What you will do:
Rewrite every line of the entries starting with the line containing "Annotation spec: tight bounding boxes, class = white villa" and ending with the line containing "[[271, 21, 293, 94]]". Keep the text unchanged, except increase each bounding-box coordinate in the answers by 119.

Given information:
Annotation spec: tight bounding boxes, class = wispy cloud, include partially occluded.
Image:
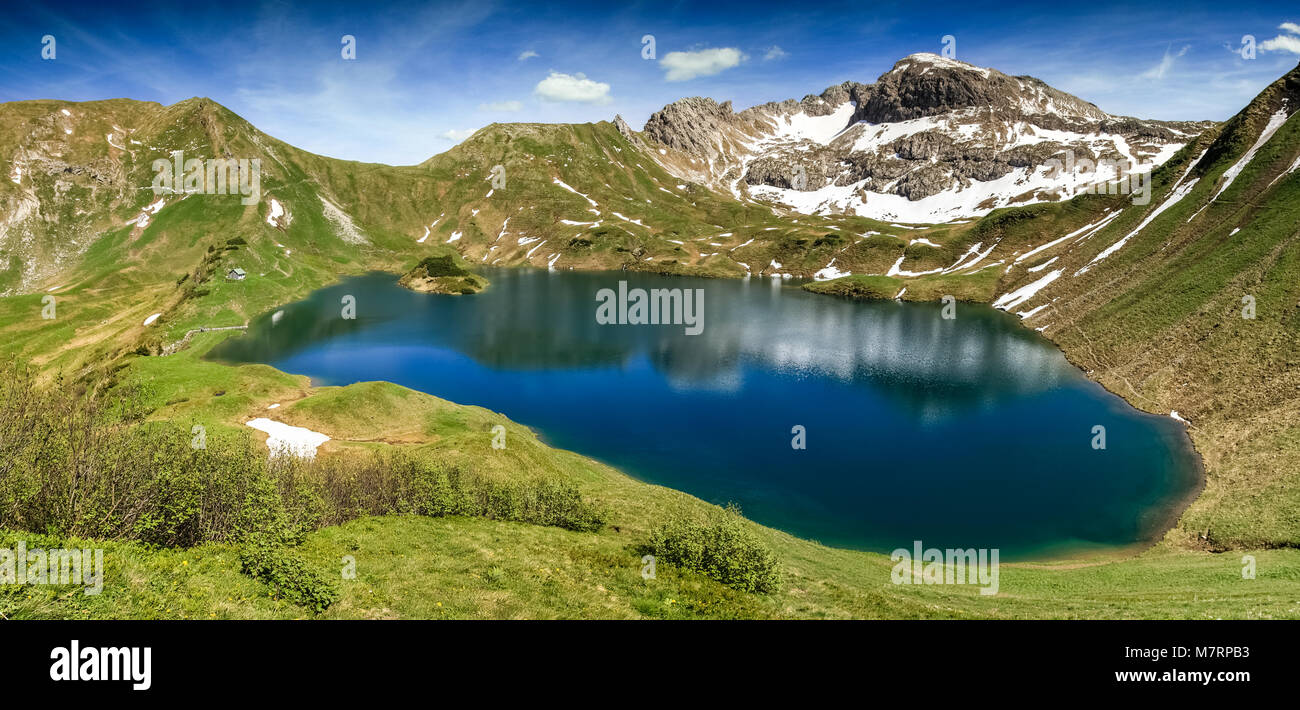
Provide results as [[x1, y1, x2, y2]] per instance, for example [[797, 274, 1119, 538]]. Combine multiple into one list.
[[533, 72, 611, 104], [478, 101, 524, 113], [1141, 44, 1191, 81], [659, 47, 746, 82], [438, 129, 478, 143], [1260, 22, 1300, 55]]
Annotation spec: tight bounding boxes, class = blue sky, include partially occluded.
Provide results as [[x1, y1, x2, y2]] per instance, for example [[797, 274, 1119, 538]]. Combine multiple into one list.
[[0, 0, 1300, 164]]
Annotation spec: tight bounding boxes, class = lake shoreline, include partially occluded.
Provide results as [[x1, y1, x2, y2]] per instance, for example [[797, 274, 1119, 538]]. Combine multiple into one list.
[[205, 267, 1205, 562]]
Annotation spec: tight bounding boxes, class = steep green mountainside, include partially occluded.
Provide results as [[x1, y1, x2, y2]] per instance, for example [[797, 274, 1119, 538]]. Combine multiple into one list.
[[811, 60, 1300, 549]]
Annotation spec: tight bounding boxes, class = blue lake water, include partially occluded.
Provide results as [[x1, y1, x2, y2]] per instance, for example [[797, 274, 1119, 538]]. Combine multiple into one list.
[[209, 269, 1199, 559]]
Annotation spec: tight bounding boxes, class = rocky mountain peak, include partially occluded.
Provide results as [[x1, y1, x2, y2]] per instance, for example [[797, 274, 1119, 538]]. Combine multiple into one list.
[[634, 53, 1208, 222]]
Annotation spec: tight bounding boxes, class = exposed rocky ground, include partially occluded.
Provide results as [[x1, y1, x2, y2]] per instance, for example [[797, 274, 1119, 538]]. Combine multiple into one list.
[[642, 53, 1213, 222]]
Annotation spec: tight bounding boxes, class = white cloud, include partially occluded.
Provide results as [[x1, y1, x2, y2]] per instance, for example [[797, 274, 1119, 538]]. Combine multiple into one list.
[[478, 101, 524, 113], [533, 72, 611, 104], [438, 129, 478, 143], [1260, 22, 1300, 55], [659, 47, 746, 82], [1141, 44, 1191, 81]]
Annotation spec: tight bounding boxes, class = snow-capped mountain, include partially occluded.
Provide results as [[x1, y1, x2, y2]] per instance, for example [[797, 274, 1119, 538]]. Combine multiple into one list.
[[642, 53, 1213, 222]]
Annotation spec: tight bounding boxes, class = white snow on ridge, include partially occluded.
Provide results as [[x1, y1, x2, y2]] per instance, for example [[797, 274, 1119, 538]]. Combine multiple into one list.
[[317, 195, 371, 244], [1015, 212, 1123, 264], [767, 101, 855, 146], [244, 416, 329, 459], [813, 259, 853, 281], [1210, 108, 1287, 202], [993, 269, 1061, 311], [267, 198, 287, 226], [1074, 178, 1200, 276]]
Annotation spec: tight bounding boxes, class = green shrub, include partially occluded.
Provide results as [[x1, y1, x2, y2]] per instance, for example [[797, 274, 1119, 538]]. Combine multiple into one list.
[[239, 538, 339, 614], [0, 371, 606, 547], [416, 256, 469, 277], [650, 506, 780, 594]]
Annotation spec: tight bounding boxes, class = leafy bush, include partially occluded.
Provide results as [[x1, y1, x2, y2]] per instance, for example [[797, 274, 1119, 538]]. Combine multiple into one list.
[[650, 506, 780, 594], [0, 371, 606, 547], [239, 537, 338, 614], [416, 256, 469, 277]]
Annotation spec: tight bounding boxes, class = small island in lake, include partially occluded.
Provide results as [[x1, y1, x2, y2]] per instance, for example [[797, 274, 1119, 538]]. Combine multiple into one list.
[[398, 256, 488, 295]]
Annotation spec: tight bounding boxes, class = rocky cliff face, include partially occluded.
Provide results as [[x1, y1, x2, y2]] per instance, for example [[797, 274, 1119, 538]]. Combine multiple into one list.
[[642, 55, 1212, 222]]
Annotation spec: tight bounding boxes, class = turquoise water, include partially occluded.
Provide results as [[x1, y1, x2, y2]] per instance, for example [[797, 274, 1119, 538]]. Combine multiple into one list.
[[209, 269, 1199, 559]]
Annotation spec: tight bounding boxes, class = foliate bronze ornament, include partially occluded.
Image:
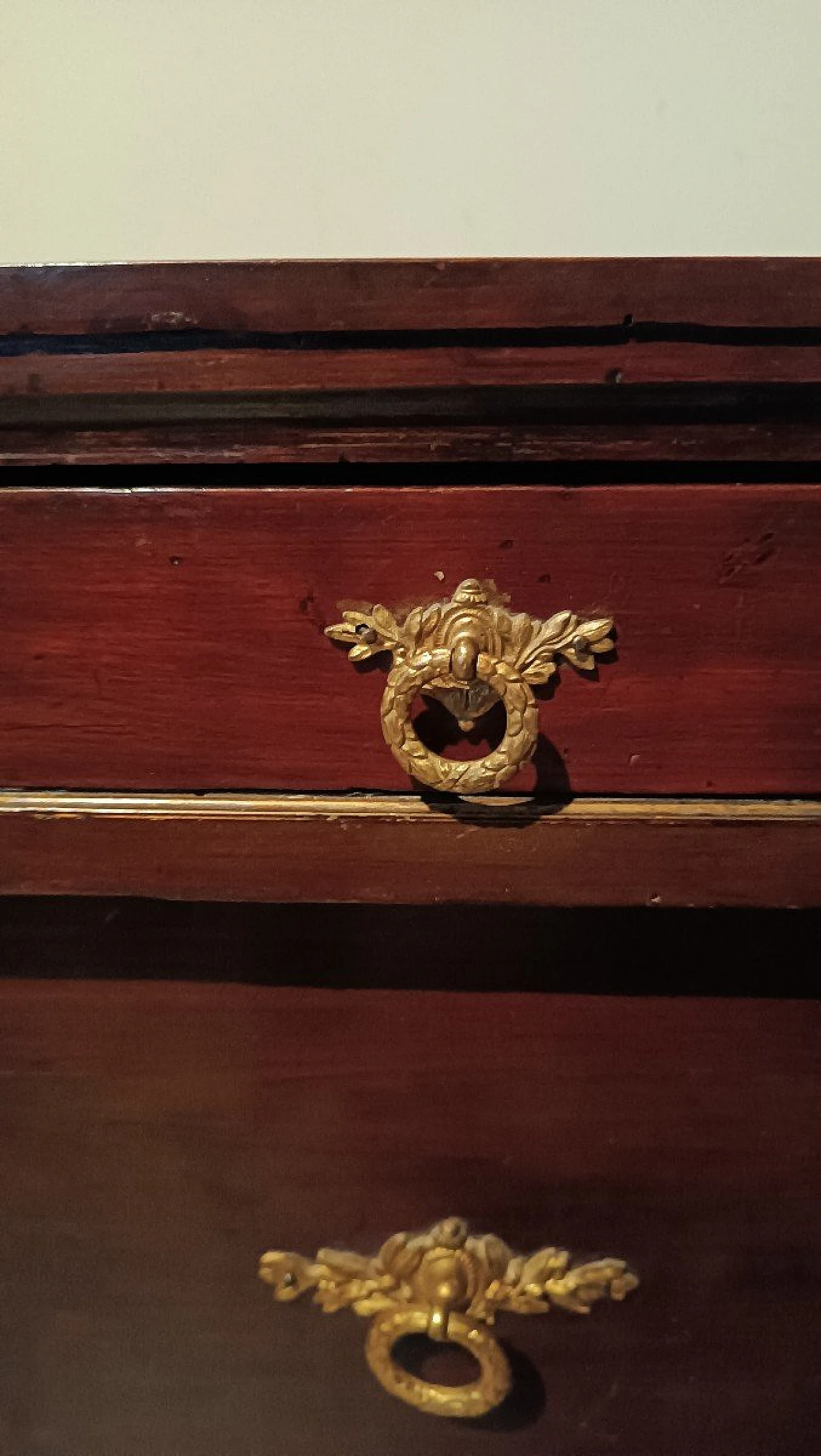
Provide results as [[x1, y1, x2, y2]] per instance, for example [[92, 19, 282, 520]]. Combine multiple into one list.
[[325, 578, 613, 794], [259, 1219, 639, 1417]]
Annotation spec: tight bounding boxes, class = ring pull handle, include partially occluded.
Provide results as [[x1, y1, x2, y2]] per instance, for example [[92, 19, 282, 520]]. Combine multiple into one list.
[[325, 578, 613, 794], [259, 1219, 639, 1417]]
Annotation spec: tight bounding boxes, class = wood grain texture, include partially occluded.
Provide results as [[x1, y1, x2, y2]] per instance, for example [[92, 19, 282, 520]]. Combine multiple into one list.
[[6, 416, 821, 463], [0, 341, 821, 399], [0, 794, 821, 905], [0, 485, 821, 795], [0, 258, 821, 334], [0, 965, 820, 1456]]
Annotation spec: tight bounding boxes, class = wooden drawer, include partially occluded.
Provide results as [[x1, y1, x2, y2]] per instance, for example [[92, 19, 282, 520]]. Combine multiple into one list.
[[0, 473, 821, 795], [0, 981, 818, 1456]]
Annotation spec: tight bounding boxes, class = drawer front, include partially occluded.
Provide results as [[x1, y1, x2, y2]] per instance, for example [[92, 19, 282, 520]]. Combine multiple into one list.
[[0, 476, 821, 795], [0, 981, 820, 1456]]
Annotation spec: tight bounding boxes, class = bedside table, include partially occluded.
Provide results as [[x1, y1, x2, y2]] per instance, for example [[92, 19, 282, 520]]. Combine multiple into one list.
[[0, 259, 821, 1456]]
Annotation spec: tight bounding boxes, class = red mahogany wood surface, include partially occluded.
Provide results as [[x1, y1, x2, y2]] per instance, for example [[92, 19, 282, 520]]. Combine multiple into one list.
[[0, 476, 821, 795], [0, 258, 821, 335], [0, 978, 821, 1456]]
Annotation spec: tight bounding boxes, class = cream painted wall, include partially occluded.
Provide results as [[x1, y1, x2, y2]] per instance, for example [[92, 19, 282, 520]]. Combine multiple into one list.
[[0, 0, 821, 262]]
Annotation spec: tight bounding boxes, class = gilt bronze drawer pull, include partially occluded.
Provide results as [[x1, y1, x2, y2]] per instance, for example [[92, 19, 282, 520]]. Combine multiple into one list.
[[259, 1219, 639, 1417], [325, 578, 613, 794]]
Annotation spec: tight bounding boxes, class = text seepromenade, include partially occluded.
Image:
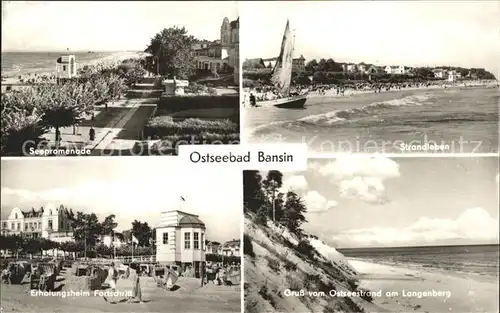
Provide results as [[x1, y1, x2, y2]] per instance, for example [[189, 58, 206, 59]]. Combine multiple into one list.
[[189, 151, 293, 163], [179, 144, 307, 170], [283, 289, 451, 299]]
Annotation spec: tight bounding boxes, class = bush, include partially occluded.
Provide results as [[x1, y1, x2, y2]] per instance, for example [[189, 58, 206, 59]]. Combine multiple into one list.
[[243, 234, 255, 258], [157, 94, 240, 112], [296, 240, 316, 260]]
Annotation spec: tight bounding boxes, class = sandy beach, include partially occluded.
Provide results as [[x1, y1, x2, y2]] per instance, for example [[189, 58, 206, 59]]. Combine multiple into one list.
[[2, 51, 146, 85], [349, 259, 499, 313]]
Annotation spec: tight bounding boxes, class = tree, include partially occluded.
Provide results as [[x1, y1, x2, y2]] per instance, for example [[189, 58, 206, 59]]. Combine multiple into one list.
[[243, 171, 266, 213], [132, 220, 153, 247], [72, 212, 102, 256], [101, 214, 118, 235], [282, 191, 307, 235], [306, 59, 318, 73], [105, 74, 127, 110], [145, 27, 196, 79]]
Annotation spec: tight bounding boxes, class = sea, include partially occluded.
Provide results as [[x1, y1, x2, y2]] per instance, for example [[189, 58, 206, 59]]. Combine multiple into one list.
[[243, 87, 500, 153], [337, 245, 500, 278], [2, 52, 132, 77]]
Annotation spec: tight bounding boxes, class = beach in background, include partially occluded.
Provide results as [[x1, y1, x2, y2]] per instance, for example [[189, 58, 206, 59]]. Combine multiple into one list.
[[339, 245, 499, 313], [244, 85, 500, 153]]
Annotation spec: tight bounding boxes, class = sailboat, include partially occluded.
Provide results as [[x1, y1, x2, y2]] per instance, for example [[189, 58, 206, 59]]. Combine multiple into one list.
[[256, 20, 307, 109]]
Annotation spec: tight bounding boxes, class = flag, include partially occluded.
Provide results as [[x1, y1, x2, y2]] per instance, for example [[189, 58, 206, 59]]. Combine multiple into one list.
[[132, 235, 139, 244]]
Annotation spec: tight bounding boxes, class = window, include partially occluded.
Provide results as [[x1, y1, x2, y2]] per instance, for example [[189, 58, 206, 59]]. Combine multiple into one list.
[[184, 233, 191, 249], [193, 233, 200, 249]]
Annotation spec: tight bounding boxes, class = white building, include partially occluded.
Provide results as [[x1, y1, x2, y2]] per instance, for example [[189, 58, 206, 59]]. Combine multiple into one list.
[[205, 241, 221, 254], [156, 210, 206, 268], [220, 239, 241, 257], [56, 54, 76, 80], [1, 205, 73, 242]]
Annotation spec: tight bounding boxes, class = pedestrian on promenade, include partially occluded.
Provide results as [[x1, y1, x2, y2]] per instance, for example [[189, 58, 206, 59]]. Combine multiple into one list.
[[104, 262, 118, 304], [89, 127, 95, 141]]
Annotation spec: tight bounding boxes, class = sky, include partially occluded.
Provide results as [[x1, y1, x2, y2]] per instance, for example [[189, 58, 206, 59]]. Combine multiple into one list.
[[240, 0, 500, 77], [2, 1, 238, 51], [283, 157, 499, 248], [1, 157, 243, 242]]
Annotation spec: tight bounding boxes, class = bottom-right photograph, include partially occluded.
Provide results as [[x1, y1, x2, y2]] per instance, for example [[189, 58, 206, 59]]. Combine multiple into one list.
[[243, 156, 499, 313]]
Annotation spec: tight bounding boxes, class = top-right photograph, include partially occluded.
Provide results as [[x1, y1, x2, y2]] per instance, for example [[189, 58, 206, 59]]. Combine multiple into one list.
[[240, 1, 500, 154]]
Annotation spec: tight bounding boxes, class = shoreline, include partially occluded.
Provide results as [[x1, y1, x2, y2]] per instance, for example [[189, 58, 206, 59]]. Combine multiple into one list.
[[347, 258, 499, 313]]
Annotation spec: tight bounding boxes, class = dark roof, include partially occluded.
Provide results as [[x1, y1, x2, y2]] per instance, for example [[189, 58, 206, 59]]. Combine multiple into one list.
[[179, 215, 205, 227], [243, 58, 265, 67], [222, 239, 241, 248], [229, 17, 240, 29], [57, 57, 69, 64]]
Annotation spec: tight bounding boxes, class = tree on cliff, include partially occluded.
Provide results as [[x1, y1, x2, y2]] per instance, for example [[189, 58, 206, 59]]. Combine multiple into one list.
[[145, 27, 195, 78], [281, 191, 307, 235], [262, 171, 283, 221]]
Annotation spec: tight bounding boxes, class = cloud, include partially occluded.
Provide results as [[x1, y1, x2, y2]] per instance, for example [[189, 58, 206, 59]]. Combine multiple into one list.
[[281, 175, 309, 192], [310, 157, 401, 204], [333, 208, 499, 246], [304, 190, 337, 213]]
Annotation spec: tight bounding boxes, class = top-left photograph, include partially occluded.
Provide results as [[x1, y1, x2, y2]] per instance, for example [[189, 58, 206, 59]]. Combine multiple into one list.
[[1, 1, 240, 157]]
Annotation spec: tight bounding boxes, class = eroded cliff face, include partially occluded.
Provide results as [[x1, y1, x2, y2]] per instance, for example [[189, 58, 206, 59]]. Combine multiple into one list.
[[244, 214, 370, 313]]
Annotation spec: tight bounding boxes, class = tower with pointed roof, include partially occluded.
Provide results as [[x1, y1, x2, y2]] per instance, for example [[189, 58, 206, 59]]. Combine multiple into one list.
[[156, 210, 206, 269]]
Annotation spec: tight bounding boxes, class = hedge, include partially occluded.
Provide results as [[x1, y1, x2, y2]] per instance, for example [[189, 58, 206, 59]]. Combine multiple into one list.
[[144, 116, 239, 139], [157, 94, 239, 112]]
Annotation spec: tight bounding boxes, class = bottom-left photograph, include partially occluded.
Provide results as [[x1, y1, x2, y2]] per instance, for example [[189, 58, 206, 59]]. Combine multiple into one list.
[[0, 157, 242, 312]]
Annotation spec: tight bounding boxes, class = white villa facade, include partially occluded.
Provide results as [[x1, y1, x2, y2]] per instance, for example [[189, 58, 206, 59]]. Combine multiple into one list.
[[0, 205, 73, 242], [156, 210, 206, 266]]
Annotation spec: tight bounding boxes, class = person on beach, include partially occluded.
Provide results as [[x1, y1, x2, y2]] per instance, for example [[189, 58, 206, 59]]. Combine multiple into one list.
[[250, 93, 257, 107], [127, 267, 144, 303], [103, 262, 118, 304], [89, 127, 95, 141], [200, 262, 206, 287]]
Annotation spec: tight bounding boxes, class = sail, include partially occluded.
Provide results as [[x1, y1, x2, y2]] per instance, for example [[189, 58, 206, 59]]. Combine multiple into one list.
[[271, 21, 293, 94]]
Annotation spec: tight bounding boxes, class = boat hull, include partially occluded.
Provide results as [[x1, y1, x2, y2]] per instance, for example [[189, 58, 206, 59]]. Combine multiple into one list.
[[257, 96, 307, 109]]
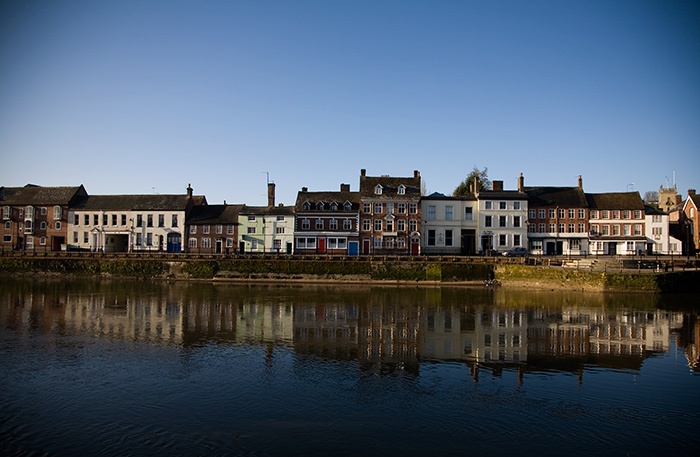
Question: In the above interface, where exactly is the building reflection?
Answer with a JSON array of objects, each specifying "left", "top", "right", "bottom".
[{"left": 0, "top": 287, "right": 700, "bottom": 382}]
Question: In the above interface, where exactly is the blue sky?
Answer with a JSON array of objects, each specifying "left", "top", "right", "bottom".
[{"left": 0, "top": 0, "right": 700, "bottom": 205}]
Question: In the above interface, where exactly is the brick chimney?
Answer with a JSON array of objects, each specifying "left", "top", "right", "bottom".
[{"left": 267, "top": 182, "right": 275, "bottom": 207}]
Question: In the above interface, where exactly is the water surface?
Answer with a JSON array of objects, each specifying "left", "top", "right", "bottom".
[{"left": 0, "top": 280, "right": 700, "bottom": 455}]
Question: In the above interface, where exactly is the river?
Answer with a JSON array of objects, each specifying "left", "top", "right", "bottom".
[{"left": 0, "top": 279, "right": 700, "bottom": 456}]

The result:
Annotation spec: tight bounding boxes, class = white villa facade, include partially occluded.
Provide results as [[x1, y1, x2, y2]] per instance, for example [[189, 58, 206, 59]]. Combine multiple into one list.
[[119, 324, 192, 361], [275, 329, 325, 385]]
Annotation spec: tight bounding boxes, class = person on beach, include partially occluded.
Provide results as [[x1, y1, x2, y2]] per instance, for example [[189, 58, 206, 59]]. Combine multiple into one list.
[[369, 212, 376, 226], [246, 386, 263, 422], [222, 381, 237, 423], [208, 246, 214, 260], [319, 381, 325, 406]]
Annotation spec: tight bounding boxes, class = sail, include partially occluded.
Provide results as [[x1, y1, x2, y2]] per instance, for example [[189, 58, 206, 59]]. Combine multiple into one list.
[[390, 140, 412, 213]]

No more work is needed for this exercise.